Work to complete: For each line below with the word "white", write out a copy.

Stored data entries
--------------------

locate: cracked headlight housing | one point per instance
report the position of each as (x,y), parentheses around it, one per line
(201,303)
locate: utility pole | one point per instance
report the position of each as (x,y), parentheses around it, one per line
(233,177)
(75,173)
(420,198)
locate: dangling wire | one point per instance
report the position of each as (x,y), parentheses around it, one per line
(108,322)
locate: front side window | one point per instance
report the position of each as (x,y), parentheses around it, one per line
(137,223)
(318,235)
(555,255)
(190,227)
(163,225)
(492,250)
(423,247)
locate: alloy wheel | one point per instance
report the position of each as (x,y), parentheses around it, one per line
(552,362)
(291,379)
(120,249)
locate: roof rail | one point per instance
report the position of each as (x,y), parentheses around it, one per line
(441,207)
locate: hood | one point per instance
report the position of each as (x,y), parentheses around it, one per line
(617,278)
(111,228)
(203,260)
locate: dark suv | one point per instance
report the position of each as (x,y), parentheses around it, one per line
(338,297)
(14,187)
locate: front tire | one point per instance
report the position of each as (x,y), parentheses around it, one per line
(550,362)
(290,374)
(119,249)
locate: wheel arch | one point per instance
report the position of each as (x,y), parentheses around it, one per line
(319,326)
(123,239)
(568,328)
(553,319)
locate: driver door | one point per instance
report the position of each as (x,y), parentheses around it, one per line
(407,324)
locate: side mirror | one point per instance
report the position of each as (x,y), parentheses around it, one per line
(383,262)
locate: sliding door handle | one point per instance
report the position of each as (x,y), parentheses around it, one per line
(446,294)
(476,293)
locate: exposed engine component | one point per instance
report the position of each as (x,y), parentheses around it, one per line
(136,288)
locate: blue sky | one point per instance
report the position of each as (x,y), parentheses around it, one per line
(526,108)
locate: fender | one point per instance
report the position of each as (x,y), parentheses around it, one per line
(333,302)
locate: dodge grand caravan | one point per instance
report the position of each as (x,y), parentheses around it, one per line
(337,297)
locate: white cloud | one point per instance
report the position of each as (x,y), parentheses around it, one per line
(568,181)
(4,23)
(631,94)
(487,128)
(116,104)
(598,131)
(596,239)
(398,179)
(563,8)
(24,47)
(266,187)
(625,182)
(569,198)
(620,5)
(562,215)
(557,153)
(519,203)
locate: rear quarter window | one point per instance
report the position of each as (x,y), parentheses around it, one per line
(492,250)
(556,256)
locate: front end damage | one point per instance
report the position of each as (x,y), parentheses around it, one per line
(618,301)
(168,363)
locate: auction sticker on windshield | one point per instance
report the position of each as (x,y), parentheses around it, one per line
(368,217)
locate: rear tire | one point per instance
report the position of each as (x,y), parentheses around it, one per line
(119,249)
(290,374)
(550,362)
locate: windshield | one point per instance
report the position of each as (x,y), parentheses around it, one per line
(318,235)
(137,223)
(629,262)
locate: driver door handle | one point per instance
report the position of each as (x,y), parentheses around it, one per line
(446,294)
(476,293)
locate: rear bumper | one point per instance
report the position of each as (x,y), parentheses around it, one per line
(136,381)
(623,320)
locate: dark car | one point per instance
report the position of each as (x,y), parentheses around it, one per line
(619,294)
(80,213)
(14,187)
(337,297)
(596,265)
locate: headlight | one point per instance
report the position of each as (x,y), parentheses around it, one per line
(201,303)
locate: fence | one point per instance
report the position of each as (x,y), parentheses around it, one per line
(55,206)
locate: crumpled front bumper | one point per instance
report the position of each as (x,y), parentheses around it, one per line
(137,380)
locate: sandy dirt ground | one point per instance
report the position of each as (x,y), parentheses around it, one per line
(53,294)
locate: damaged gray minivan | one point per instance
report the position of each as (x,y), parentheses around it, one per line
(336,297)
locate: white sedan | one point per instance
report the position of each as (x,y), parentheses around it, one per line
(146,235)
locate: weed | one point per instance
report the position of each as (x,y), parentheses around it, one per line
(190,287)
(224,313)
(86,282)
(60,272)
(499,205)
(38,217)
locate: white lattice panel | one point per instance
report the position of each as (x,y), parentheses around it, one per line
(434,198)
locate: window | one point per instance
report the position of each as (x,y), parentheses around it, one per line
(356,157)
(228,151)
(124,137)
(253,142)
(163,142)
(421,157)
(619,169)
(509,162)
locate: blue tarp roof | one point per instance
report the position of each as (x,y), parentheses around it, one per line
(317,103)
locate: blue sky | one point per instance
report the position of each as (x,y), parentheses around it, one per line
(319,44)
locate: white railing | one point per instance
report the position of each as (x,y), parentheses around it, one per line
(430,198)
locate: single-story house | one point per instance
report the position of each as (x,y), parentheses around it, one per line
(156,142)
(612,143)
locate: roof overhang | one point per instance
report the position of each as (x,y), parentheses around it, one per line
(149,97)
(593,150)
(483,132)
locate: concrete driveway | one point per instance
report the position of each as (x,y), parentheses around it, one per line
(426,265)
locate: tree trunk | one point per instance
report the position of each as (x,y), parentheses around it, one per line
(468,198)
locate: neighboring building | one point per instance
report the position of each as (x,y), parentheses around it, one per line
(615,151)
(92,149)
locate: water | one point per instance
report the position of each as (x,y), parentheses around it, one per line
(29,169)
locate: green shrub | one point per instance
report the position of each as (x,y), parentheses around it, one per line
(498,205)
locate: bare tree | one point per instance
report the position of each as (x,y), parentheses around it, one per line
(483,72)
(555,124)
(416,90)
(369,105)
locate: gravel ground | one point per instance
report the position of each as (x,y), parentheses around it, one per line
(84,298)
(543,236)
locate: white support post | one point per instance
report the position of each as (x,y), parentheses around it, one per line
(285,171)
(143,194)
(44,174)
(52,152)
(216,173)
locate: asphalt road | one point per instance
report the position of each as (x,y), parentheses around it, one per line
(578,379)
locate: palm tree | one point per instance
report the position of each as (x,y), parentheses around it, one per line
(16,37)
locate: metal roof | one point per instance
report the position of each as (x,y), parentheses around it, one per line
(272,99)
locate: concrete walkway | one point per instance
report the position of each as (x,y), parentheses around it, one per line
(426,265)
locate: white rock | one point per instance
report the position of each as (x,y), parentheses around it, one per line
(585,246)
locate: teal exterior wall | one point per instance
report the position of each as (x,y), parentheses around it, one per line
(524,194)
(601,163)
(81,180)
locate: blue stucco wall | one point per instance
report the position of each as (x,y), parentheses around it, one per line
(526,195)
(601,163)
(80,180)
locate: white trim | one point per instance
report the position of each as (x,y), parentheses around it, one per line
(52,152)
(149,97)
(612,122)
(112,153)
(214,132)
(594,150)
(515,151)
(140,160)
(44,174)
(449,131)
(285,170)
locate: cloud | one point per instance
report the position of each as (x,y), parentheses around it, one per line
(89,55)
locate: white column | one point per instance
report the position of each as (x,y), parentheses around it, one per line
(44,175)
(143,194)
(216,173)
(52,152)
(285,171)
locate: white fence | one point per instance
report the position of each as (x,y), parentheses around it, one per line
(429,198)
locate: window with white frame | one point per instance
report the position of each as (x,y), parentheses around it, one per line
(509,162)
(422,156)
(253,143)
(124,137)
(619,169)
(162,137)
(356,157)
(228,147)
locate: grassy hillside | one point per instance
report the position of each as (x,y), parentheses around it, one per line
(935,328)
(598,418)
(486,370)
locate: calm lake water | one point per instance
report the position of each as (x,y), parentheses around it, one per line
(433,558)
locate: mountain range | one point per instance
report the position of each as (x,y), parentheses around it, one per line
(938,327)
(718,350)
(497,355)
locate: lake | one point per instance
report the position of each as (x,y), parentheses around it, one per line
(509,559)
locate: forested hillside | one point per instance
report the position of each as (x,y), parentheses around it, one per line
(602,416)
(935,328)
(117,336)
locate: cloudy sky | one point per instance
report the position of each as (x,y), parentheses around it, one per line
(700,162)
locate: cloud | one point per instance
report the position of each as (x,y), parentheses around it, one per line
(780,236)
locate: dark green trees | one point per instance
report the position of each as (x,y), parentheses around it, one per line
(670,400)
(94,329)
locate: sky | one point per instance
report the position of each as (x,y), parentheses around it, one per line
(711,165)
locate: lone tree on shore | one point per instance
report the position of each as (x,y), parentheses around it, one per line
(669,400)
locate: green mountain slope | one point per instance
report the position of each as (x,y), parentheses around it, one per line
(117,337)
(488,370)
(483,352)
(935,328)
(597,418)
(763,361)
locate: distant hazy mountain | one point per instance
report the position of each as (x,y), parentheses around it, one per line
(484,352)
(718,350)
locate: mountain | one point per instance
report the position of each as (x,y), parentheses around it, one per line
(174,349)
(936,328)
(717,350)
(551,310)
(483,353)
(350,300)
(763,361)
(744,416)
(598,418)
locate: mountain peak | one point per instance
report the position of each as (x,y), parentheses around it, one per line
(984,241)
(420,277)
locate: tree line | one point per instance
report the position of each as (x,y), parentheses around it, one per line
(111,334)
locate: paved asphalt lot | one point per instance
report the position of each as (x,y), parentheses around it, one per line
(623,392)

--------------------

Response to this exercise:
locate: white cloud | one point per instance
locate: white sedan | one point per instance
locate: white lattice panel | one point per instance
locate: white railing | one point per instance
locate: white support post | one point per instance
locate: white rock | one point per instance
locate: white trim | one point per instance
locate: white column | one point per instance
locate: white fence | one point per instance
locate: window with white frame | one point per instance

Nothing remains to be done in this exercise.